* [TASK DETAILS]:
Filter the listing below down to the lines holding the word "gray", and copy those lines.

* [TASK DATA]:
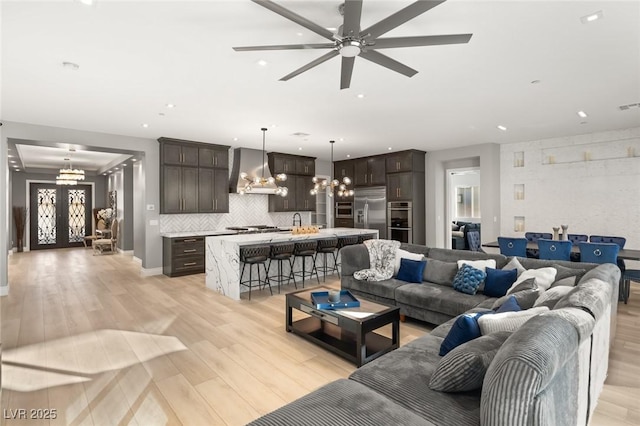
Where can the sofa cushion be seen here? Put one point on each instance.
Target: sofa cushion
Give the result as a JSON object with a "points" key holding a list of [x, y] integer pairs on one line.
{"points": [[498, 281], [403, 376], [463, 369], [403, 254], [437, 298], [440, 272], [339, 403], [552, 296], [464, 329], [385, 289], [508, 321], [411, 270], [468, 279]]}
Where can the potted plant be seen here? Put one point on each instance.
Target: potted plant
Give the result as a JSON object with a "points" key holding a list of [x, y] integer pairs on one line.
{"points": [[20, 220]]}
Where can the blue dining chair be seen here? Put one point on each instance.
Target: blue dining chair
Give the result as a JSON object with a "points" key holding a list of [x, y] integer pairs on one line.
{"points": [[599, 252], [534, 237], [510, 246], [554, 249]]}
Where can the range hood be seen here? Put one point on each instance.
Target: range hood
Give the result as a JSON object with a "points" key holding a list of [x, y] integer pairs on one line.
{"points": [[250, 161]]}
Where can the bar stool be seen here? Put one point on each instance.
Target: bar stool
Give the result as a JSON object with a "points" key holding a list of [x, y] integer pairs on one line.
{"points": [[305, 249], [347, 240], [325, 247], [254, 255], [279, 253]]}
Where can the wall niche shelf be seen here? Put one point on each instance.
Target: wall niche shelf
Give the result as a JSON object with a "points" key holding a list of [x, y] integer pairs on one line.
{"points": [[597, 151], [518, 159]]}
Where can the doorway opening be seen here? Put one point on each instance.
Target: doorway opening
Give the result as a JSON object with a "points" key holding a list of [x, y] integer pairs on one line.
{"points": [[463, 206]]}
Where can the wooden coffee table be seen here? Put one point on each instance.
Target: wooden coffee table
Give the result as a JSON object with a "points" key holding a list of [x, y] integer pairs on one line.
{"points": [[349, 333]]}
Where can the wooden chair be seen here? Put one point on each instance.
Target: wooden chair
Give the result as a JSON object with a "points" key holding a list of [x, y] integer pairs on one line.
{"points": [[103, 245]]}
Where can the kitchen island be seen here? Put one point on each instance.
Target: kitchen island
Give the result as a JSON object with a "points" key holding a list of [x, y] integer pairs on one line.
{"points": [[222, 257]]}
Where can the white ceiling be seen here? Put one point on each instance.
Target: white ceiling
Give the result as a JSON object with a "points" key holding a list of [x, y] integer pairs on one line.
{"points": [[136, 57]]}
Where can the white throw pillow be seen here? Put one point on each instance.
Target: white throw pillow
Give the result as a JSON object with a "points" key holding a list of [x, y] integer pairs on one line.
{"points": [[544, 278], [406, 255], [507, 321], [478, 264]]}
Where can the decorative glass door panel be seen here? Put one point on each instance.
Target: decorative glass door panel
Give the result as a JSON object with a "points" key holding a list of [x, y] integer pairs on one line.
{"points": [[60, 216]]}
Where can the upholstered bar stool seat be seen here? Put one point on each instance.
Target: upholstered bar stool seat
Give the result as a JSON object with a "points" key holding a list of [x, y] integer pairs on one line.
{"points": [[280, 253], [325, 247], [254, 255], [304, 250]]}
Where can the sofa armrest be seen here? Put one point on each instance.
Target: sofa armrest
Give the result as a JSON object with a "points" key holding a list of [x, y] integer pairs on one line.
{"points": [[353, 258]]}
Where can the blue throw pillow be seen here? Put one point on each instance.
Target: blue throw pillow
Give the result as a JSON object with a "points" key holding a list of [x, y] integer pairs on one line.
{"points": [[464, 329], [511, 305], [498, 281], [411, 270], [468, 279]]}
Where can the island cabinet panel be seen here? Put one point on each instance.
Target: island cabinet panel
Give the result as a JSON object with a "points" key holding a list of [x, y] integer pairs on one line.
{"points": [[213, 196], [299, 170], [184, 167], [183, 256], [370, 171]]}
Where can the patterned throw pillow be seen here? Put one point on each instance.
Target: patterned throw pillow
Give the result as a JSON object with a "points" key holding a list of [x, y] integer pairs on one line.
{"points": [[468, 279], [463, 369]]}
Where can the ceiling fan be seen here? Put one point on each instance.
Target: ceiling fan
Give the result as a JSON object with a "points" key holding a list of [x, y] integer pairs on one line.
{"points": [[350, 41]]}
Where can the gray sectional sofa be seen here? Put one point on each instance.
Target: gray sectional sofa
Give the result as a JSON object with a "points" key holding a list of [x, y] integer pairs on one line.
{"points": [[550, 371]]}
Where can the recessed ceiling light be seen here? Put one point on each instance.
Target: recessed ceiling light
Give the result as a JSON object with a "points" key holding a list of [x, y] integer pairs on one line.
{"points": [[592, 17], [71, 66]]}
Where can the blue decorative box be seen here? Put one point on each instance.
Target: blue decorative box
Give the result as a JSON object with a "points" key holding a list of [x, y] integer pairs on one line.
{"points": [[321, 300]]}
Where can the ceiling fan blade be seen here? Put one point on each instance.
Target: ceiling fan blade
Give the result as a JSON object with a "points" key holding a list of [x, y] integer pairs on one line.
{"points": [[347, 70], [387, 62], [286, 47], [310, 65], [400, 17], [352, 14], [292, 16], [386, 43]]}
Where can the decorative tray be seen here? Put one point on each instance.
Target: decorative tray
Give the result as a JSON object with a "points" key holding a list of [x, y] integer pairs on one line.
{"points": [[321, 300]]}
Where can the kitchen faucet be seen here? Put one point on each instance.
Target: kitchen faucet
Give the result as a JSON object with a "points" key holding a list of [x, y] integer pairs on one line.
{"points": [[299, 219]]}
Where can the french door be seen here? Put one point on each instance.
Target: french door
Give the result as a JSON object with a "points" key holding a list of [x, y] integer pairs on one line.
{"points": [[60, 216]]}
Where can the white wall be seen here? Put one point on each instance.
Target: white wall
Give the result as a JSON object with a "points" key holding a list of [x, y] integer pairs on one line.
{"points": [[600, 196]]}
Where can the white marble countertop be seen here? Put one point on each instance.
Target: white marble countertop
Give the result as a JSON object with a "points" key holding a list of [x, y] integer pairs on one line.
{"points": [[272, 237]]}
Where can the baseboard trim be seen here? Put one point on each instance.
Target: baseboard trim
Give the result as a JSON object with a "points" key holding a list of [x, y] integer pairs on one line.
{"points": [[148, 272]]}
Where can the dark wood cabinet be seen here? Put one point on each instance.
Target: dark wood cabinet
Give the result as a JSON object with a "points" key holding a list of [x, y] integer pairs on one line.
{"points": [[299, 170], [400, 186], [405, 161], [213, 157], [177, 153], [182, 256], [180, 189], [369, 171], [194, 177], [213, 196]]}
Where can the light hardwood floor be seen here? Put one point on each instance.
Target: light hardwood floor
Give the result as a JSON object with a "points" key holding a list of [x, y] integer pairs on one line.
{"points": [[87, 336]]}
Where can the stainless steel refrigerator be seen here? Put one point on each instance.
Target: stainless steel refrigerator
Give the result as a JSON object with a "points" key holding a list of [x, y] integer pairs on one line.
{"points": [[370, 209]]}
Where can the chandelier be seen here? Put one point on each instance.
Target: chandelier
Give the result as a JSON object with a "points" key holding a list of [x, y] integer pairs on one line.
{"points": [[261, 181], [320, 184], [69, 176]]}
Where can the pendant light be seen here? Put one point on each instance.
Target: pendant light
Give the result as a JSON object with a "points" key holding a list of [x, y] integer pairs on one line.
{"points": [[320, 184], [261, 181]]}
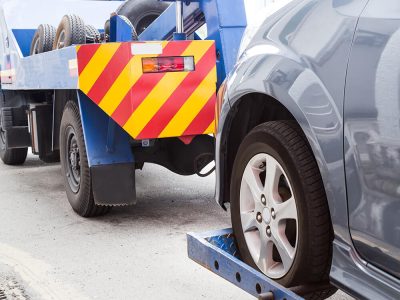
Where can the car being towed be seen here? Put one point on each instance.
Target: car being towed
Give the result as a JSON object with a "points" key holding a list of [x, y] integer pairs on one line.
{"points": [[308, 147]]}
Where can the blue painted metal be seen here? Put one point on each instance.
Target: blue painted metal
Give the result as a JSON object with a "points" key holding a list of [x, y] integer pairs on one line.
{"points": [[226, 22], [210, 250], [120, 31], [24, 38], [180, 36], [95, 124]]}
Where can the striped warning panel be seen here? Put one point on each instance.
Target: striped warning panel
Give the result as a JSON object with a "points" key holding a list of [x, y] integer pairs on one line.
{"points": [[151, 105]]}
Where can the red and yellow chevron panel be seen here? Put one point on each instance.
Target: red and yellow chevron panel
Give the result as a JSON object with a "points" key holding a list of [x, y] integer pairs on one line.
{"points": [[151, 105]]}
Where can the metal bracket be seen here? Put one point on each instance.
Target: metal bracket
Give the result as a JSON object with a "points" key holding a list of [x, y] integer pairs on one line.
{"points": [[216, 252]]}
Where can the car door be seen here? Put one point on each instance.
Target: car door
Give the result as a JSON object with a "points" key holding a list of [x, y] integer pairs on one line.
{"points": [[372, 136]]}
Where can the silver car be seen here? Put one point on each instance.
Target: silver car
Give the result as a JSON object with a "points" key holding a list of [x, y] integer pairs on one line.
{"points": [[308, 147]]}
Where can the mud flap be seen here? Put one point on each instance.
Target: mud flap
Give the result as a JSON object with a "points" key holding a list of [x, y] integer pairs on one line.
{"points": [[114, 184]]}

* [EXPECTED ANSWER]:
Where can the gray sectional sofa be seen here? Put one point on each instance.
Target: gray sectional sofa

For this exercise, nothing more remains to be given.